▶
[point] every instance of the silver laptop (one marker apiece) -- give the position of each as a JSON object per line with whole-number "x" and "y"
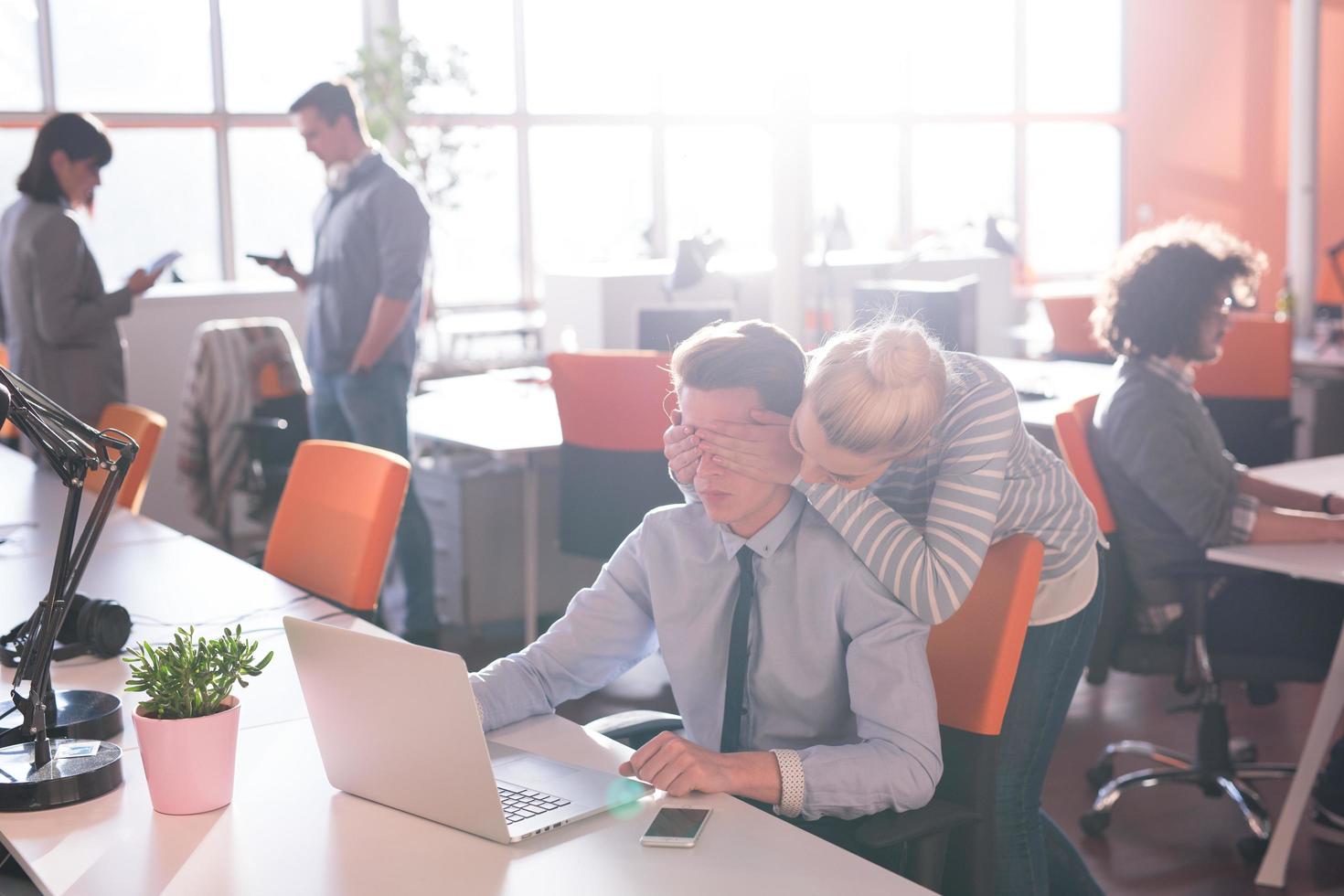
{"x": 397, "y": 723}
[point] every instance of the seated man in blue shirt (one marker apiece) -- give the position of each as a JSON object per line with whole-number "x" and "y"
{"x": 758, "y": 606}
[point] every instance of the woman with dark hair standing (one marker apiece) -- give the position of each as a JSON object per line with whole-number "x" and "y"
{"x": 56, "y": 317}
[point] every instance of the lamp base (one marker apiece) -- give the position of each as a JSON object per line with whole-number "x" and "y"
{"x": 80, "y": 770}
{"x": 89, "y": 715}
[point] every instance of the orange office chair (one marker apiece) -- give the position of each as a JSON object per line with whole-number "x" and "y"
{"x": 336, "y": 518}
{"x": 974, "y": 658}
{"x": 1249, "y": 389}
{"x": 1070, "y": 317}
{"x": 1217, "y": 766}
{"x": 612, "y": 465}
{"x": 145, "y": 427}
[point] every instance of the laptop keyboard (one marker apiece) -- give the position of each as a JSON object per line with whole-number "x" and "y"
{"x": 520, "y": 805}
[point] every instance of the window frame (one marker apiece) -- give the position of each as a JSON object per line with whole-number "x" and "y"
{"x": 791, "y": 128}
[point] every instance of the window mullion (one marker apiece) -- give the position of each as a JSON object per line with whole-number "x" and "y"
{"x": 46, "y": 58}
{"x": 527, "y": 271}
{"x": 222, "y": 160}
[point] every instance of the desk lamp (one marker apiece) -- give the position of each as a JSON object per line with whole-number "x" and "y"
{"x": 48, "y": 772}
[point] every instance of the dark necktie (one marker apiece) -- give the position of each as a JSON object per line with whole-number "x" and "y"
{"x": 732, "y": 706}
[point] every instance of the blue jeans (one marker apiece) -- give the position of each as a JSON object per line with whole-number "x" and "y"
{"x": 369, "y": 409}
{"x": 1032, "y": 853}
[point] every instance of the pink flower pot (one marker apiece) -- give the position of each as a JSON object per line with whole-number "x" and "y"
{"x": 190, "y": 762}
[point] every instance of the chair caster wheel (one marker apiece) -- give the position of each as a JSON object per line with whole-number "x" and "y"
{"x": 1094, "y": 822}
{"x": 1243, "y": 750}
{"x": 1101, "y": 774}
{"x": 1252, "y": 849}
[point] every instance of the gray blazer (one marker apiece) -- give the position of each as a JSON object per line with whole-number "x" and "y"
{"x": 1169, "y": 480}
{"x": 56, "y": 318}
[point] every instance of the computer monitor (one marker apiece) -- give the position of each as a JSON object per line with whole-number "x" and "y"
{"x": 661, "y": 329}
{"x": 945, "y": 308}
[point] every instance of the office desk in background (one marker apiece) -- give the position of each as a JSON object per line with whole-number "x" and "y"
{"x": 33, "y": 503}
{"x": 511, "y": 417}
{"x": 291, "y": 832}
{"x": 1323, "y": 563}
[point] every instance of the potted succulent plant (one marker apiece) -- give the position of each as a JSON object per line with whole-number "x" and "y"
{"x": 188, "y": 721}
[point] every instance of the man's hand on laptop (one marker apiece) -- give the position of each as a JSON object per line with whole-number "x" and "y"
{"x": 680, "y": 767}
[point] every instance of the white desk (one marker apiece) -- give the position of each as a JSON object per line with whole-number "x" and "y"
{"x": 165, "y": 584}
{"x": 1047, "y": 389}
{"x": 33, "y": 503}
{"x": 289, "y": 832}
{"x": 1324, "y": 563}
{"x": 509, "y": 415}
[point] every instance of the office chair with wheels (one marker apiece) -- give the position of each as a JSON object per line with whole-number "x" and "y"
{"x": 8, "y": 432}
{"x": 336, "y": 518}
{"x": 612, "y": 465}
{"x": 974, "y": 658}
{"x": 146, "y": 429}
{"x": 272, "y": 437}
{"x": 1220, "y": 764}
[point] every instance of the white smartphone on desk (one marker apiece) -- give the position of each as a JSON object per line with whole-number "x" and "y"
{"x": 675, "y": 827}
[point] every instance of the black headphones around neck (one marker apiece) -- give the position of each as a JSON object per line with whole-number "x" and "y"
{"x": 100, "y": 627}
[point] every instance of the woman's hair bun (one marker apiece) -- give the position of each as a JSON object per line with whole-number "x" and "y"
{"x": 901, "y": 354}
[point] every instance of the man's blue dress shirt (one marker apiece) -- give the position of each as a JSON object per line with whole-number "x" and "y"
{"x": 837, "y": 667}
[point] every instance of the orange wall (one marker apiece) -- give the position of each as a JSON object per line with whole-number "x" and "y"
{"x": 1206, "y": 112}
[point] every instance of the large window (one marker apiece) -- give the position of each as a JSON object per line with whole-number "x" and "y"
{"x": 595, "y": 131}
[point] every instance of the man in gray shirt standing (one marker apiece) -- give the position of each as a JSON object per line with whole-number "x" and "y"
{"x": 801, "y": 684}
{"x": 363, "y": 304}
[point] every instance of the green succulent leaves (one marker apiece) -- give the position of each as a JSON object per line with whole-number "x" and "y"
{"x": 190, "y": 676}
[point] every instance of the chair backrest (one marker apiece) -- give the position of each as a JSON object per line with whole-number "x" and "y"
{"x": 146, "y": 429}
{"x": 8, "y": 430}
{"x": 974, "y": 655}
{"x": 1070, "y": 317}
{"x": 1257, "y": 360}
{"x": 612, "y": 400}
{"x": 1072, "y": 434}
{"x": 612, "y": 409}
{"x": 336, "y": 518}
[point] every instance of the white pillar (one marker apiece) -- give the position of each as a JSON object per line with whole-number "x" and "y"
{"x": 1303, "y": 142}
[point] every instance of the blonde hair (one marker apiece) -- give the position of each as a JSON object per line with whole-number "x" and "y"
{"x": 878, "y": 389}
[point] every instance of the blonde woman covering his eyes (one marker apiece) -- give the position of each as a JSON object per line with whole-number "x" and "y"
{"x": 920, "y": 460}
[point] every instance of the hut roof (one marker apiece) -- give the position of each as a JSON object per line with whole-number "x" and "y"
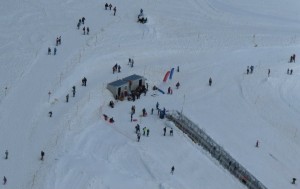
{"x": 132, "y": 77}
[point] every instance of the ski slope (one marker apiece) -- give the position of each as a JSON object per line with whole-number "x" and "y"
{"x": 204, "y": 38}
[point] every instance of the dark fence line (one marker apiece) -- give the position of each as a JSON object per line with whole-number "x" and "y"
{"x": 216, "y": 151}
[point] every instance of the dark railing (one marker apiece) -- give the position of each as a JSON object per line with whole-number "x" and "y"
{"x": 216, "y": 151}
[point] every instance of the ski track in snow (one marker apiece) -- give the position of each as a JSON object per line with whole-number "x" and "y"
{"x": 205, "y": 38}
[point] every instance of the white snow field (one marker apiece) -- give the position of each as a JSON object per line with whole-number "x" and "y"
{"x": 205, "y": 38}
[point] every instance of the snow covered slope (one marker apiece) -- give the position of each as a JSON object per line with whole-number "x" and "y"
{"x": 204, "y": 38}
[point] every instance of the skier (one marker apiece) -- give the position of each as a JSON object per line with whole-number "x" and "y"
{"x": 111, "y": 104}
{"x": 294, "y": 57}
{"x": 172, "y": 170}
{"x": 148, "y": 131}
{"x": 177, "y": 85}
{"x": 115, "y": 10}
{"x": 84, "y": 80}
{"x": 144, "y": 112}
{"x": 251, "y": 69}
{"x": 42, "y": 155}
{"x": 257, "y": 144}
{"x": 132, "y": 62}
{"x": 138, "y": 136}
{"x": 137, "y": 128}
{"x": 133, "y": 109}
{"x": 4, "y": 180}
{"x": 171, "y": 132}
{"x": 67, "y": 98}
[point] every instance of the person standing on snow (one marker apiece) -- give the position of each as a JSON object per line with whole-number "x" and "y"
{"x": 4, "y": 180}
{"x": 115, "y": 10}
{"x": 67, "y": 98}
{"x": 6, "y": 154}
{"x": 42, "y": 155}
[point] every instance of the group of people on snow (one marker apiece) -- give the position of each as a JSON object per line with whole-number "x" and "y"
{"x": 110, "y": 6}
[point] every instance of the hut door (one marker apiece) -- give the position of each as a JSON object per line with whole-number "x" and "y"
{"x": 119, "y": 91}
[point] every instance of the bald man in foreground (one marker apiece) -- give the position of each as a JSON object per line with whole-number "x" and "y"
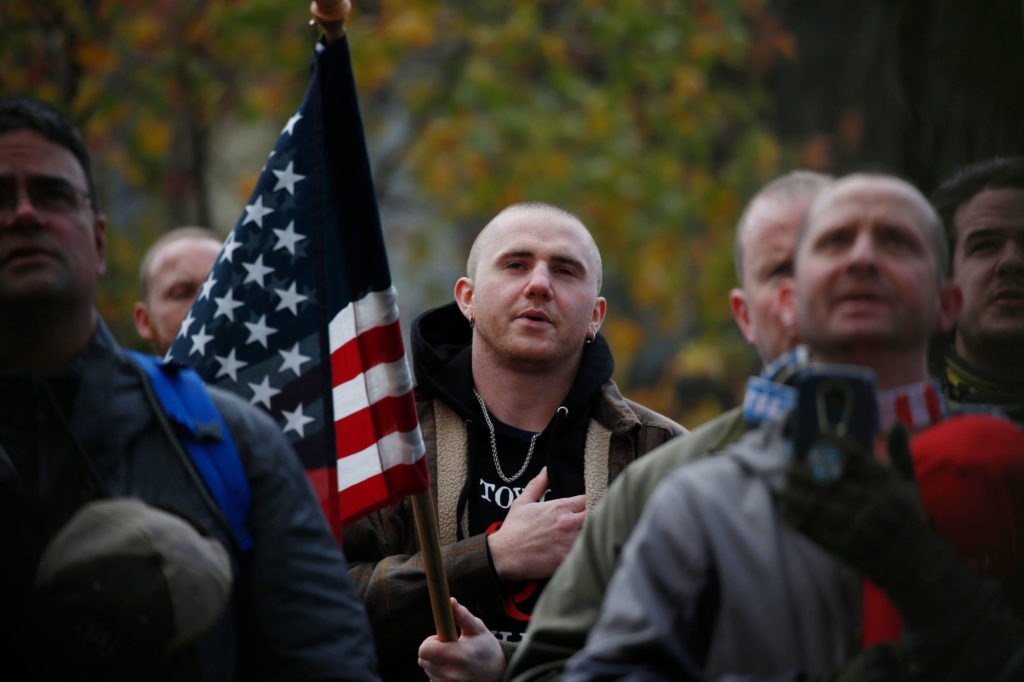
{"x": 523, "y": 428}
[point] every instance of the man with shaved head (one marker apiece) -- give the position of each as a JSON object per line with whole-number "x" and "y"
{"x": 524, "y": 429}
{"x": 713, "y": 583}
{"x": 170, "y": 278}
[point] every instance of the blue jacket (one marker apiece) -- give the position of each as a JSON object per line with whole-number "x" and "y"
{"x": 93, "y": 432}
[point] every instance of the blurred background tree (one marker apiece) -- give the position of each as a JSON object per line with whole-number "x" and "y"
{"x": 653, "y": 120}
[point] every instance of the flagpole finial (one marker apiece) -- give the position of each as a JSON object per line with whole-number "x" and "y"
{"x": 330, "y": 15}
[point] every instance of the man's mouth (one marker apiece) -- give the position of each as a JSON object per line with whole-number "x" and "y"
{"x": 1012, "y": 295}
{"x": 534, "y": 315}
{"x": 22, "y": 253}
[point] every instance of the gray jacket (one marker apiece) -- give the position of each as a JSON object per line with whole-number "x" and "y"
{"x": 293, "y": 612}
{"x": 713, "y": 584}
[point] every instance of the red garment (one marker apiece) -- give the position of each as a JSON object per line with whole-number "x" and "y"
{"x": 970, "y": 472}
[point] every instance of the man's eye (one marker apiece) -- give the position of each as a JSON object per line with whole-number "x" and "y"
{"x": 53, "y": 196}
{"x": 982, "y": 247}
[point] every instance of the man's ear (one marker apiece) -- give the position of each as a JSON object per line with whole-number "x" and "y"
{"x": 141, "y": 318}
{"x": 741, "y": 313}
{"x": 464, "y": 297}
{"x": 99, "y": 239}
{"x": 597, "y": 317}
{"x": 950, "y": 303}
{"x": 787, "y": 307}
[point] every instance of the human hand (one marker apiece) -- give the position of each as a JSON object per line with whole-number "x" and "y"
{"x": 870, "y": 517}
{"x": 475, "y": 656}
{"x": 536, "y": 536}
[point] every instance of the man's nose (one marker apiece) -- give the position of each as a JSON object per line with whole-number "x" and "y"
{"x": 863, "y": 251}
{"x": 540, "y": 282}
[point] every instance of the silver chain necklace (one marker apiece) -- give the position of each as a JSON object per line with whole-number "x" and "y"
{"x": 494, "y": 444}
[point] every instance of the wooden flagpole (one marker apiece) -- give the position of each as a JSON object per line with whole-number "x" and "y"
{"x": 330, "y": 14}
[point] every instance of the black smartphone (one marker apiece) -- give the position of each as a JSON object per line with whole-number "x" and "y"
{"x": 837, "y": 414}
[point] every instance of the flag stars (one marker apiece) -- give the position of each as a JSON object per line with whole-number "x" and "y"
{"x": 185, "y": 325}
{"x": 226, "y": 305}
{"x": 256, "y": 271}
{"x": 287, "y": 178}
{"x": 290, "y": 299}
{"x": 262, "y": 392}
{"x": 296, "y": 421}
{"x": 230, "y": 246}
{"x": 207, "y": 287}
{"x": 229, "y": 366}
{"x": 290, "y": 126}
{"x": 259, "y": 332}
{"x": 293, "y": 359}
{"x": 256, "y": 211}
{"x": 288, "y": 238}
{"x": 200, "y": 339}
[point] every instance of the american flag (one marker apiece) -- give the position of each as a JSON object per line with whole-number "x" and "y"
{"x": 299, "y": 315}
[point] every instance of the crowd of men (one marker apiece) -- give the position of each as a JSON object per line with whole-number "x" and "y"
{"x": 585, "y": 537}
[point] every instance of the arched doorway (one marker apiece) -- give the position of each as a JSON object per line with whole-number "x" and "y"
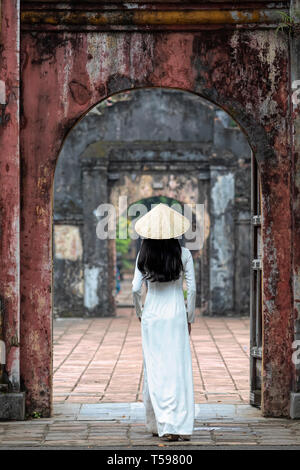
{"x": 209, "y": 63}
{"x": 100, "y": 165}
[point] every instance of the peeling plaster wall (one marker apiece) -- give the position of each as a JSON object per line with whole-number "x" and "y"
{"x": 245, "y": 72}
{"x": 10, "y": 187}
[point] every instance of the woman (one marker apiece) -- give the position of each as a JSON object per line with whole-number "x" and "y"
{"x": 168, "y": 377}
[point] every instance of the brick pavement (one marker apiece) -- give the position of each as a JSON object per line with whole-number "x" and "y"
{"x": 100, "y": 360}
{"x": 121, "y": 426}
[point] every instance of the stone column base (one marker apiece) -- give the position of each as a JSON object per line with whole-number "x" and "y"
{"x": 295, "y": 405}
{"x": 12, "y": 406}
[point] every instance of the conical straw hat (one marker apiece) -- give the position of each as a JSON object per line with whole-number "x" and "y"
{"x": 162, "y": 222}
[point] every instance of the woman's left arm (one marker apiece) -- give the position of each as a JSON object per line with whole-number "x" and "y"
{"x": 137, "y": 284}
{"x": 191, "y": 288}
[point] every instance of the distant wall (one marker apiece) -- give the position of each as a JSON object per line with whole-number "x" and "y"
{"x": 158, "y": 142}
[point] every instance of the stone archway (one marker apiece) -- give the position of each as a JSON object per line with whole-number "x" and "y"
{"x": 244, "y": 72}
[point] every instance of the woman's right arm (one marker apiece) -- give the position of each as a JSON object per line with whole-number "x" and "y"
{"x": 137, "y": 289}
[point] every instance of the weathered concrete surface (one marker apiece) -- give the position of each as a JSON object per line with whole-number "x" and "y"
{"x": 227, "y": 67}
{"x": 157, "y": 143}
{"x": 295, "y": 106}
{"x": 12, "y": 406}
{"x": 10, "y": 188}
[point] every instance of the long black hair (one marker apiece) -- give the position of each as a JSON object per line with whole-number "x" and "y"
{"x": 160, "y": 260}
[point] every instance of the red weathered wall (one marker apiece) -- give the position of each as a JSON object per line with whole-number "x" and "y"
{"x": 64, "y": 75}
{"x": 9, "y": 184}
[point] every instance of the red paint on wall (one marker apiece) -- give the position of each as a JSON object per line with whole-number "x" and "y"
{"x": 9, "y": 184}
{"x": 64, "y": 75}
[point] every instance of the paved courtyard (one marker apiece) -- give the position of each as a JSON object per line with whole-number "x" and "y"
{"x": 100, "y": 360}
{"x": 121, "y": 426}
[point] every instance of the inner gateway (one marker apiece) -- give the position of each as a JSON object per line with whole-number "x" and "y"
{"x": 151, "y": 145}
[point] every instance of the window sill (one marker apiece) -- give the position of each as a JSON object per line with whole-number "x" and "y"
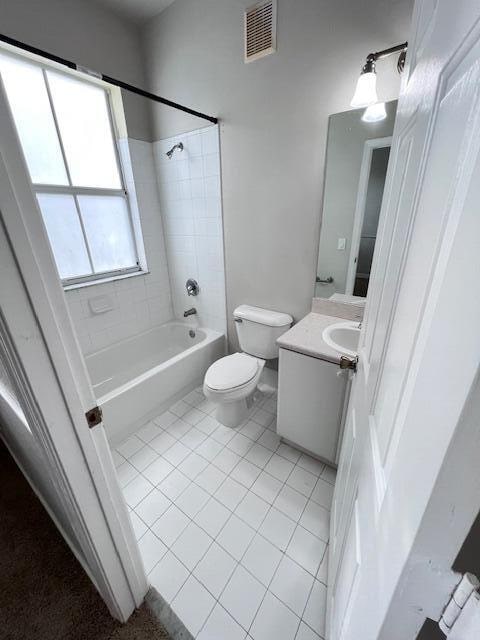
{"x": 92, "y": 283}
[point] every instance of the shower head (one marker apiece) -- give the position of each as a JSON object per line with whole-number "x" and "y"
{"x": 178, "y": 146}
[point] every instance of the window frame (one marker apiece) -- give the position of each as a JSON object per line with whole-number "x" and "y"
{"x": 75, "y": 191}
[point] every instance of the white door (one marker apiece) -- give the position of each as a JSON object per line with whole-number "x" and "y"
{"x": 420, "y": 343}
{"x": 55, "y": 389}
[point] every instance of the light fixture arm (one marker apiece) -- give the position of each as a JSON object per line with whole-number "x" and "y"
{"x": 384, "y": 53}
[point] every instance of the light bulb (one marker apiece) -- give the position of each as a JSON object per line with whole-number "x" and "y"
{"x": 375, "y": 113}
{"x": 366, "y": 91}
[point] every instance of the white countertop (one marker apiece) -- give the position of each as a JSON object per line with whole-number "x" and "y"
{"x": 306, "y": 337}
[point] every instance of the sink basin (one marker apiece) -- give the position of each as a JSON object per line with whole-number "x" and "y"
{"x": 343, "y": 337}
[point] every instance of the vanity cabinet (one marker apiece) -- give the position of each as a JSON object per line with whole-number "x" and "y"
{"x": 311, "y": 399}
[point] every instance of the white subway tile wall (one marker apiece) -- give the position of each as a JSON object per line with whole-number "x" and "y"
{"x": 190, "y": 195}
{"x": 139, "y": 302}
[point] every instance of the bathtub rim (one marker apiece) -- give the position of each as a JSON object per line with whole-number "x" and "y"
{"x": 210, "y": 336}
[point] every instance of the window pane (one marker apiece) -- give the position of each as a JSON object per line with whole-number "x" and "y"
{"x": 84, "y": 123}
{"x": 65, "y": 234}
{"x": 108, "y": 230}
{"x": 27, "y": 94}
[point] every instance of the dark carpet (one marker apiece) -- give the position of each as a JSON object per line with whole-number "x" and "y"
{"x": 44, "y": 592}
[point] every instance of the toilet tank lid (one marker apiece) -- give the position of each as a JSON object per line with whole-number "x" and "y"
{"x": 263, "y": 316}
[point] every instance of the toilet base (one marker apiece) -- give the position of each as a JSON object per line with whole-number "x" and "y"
{"x": 232, "y": 414}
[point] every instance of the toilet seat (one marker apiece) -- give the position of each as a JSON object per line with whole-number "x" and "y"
{"x": 231, "y": 372}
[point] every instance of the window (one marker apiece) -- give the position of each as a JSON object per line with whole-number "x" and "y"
{"x": 65, "y": 130}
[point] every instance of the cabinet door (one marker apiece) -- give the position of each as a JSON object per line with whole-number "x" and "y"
{"x": 310, "y": 403}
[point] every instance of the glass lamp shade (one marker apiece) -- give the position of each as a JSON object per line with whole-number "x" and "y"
{"x": 366, "y": 91}
{"x": 375, "y": 113}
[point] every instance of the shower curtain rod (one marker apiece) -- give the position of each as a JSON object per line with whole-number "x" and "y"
{"x": 105, "y": 78}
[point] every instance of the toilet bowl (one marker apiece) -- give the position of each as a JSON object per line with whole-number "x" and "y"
{"x": 230, "y": 382}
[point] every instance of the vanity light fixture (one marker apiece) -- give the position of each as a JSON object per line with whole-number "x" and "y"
{"x": 366, "y": 90}
{"x": 375, "y": 112}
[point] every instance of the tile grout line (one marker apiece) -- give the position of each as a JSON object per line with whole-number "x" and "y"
{"x": 248, "y": 489}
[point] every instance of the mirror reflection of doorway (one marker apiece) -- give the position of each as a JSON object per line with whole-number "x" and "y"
{"x": 369, "y": 203}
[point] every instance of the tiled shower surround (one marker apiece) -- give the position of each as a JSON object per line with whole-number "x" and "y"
{"x": 190, "y": 196}
{"x": 141, "y": 301}
{"x": 232, "y": 524}
{"x": 182, "y": 236}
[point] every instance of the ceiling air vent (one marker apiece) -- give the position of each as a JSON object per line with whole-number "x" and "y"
{"x": 260, "y": 30}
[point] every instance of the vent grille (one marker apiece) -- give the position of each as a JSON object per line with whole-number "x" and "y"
{"x": 260, "y": 30}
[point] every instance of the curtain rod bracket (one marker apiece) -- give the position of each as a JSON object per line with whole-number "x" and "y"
{"x": 100, "y": 76}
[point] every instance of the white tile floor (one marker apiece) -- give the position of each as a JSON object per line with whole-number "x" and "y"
{"x": 232, "y": 525}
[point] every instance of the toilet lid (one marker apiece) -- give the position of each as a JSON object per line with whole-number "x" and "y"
{"x": 231, "y": 371}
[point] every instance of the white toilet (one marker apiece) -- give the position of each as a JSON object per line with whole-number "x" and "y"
{"x": 231, "y": 381}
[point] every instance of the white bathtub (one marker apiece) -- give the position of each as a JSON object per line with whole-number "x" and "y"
{"x": 137, "y": 378}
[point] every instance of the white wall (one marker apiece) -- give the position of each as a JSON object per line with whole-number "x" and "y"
{"x": 142, "y": 301}
{"x": 191, "y": 201}
{"x": 87, "y": 34}
{"x": 274, "y": 121}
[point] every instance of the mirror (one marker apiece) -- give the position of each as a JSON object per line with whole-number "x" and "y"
{"x": 356, "y": 167}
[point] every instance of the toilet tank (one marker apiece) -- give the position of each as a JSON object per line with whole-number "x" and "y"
{"x": 258, "y": 330}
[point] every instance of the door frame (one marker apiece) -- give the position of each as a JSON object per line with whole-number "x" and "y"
{"x": 368, "y": 149}
{"x": 55, "y": 391}
{"x": 404, "y": 572}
◀
Repeat the line that contains "[point] every instance of the white tile", then every line after it until the records end, with nothing added.

Result for this task:
[point] every instance of the white tile floor (one marker apiece) -- give the position of each as a JSON object per line with whole-number "x" and "y"
{"x": 232, "y": 525}
[point] every instance of the toilet lid (one marker apiece) -- give the position of each as a JSON object per line with whole-number "x" and "y"
{"x": 231, "y": 371}
[point] every instance of the white toilet (one marker apiece) -- give the position of each as a JSON object per line with whole-number "x" and "y"
{"x": 231, "y": 381}
[point] every instance of the white bathtub (one marker apiece) -- give the position of each as a JSON object per line with whole-number "x" and "y"
{"x": 137, "y": 378}
[point] every instance of the white wall (one marker apiece) -- give the position of each as a JSON object per line with whole-number "x" and "y"
{"x": 142, "y": 301}
{"x": 191, "y": 201}
{"x": 87, "y": 34}
{"x": 274, "y": 121}
[point] every instance of the mirror (one marker apiece) -- give the position of each as a JSON object per line with whole-number "x" and "y"
{"x": 356, "y": 167}
[point] every instance of the toilet tank (one marker apiece) -- give the position of each as a JSON object per line with whole-number "x" and "y"
{"x": 258, "y": 330}
[point] every instance of the door frame (one marker apiece) -- give the position of each as a JSON object per line with whole-number "x" and "y"
{"x": 368, "y": 149}
{"x": 55, "y": 391}
{"x": 404, "y": 572}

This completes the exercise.